-- Data for the task start --

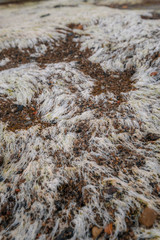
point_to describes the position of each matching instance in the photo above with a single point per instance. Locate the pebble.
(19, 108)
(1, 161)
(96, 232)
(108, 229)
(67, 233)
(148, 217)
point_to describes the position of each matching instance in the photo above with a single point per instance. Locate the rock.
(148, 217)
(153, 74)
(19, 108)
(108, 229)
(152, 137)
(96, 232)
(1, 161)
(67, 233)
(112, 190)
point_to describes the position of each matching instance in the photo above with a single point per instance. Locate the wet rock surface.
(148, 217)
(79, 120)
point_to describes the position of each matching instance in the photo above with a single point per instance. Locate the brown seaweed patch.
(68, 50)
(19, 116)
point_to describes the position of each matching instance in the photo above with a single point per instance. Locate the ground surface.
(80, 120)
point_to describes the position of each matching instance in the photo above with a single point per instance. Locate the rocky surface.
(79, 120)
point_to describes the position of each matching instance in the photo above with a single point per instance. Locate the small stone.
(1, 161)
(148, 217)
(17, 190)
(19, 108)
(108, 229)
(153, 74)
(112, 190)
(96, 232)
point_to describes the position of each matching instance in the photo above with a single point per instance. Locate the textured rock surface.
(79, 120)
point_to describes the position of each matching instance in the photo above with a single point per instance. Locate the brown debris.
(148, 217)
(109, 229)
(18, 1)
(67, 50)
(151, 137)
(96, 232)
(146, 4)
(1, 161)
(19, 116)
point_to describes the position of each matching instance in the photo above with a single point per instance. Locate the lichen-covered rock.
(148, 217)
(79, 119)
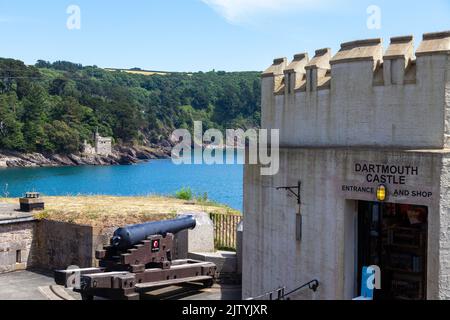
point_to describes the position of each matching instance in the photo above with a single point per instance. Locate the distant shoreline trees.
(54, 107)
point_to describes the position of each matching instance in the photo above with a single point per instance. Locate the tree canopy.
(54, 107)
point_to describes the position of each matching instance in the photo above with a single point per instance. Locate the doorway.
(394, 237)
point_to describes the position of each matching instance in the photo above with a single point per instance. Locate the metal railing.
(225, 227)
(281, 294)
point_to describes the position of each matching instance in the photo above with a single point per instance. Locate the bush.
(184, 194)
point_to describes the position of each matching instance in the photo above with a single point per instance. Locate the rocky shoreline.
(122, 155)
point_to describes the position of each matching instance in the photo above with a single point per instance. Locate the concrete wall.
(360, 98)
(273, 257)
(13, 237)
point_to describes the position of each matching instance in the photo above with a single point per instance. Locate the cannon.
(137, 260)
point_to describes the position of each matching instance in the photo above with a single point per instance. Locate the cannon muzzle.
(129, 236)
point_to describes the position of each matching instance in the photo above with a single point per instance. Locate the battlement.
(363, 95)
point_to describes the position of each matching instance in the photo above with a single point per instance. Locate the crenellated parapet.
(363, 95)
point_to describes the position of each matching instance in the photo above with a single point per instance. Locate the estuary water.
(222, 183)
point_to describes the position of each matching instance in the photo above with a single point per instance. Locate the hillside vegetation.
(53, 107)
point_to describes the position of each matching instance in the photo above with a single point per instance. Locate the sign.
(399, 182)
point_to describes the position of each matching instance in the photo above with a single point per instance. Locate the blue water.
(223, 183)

-- Data for the task end --

Reproduce the stretch from the line containing "Locate the cannon." through the end of the records, switching "battlement" to "rampart" and keeping everything else unchanged.

→ Final result
point_to describes the position of each matching instance in the photo above with a single point per instance. Locate the cannon.
(137, 260)
point_to describes the position of each matching instance in the photo above with a single point per instance. Locate the cannon muzzle.
(129, 236)
point_to describes the position of each matching instance in the photo above with a single point per instance. Locate the rampart.
(363, 95)
point_to describes the position of each matching instance in the photo above with a single point per instance. Locate the crenellated parapet.
(363, 95)
point_to describes the position of each matching instance in the photo above with a single point per instance. Locate the estuary water.
(222, 183)
point_to describes the position of each matching instance in the photo above with a single point per instance. Locate the hillside vegetation.
(53, 107)
point_to describes the position of each matching instance in the photo above with a single point per instance. Locate the sign.
(399, 182)
point_to describes the position of each matching instance in the photo above with a single point per instance. Locate the blue water.
(223, 183)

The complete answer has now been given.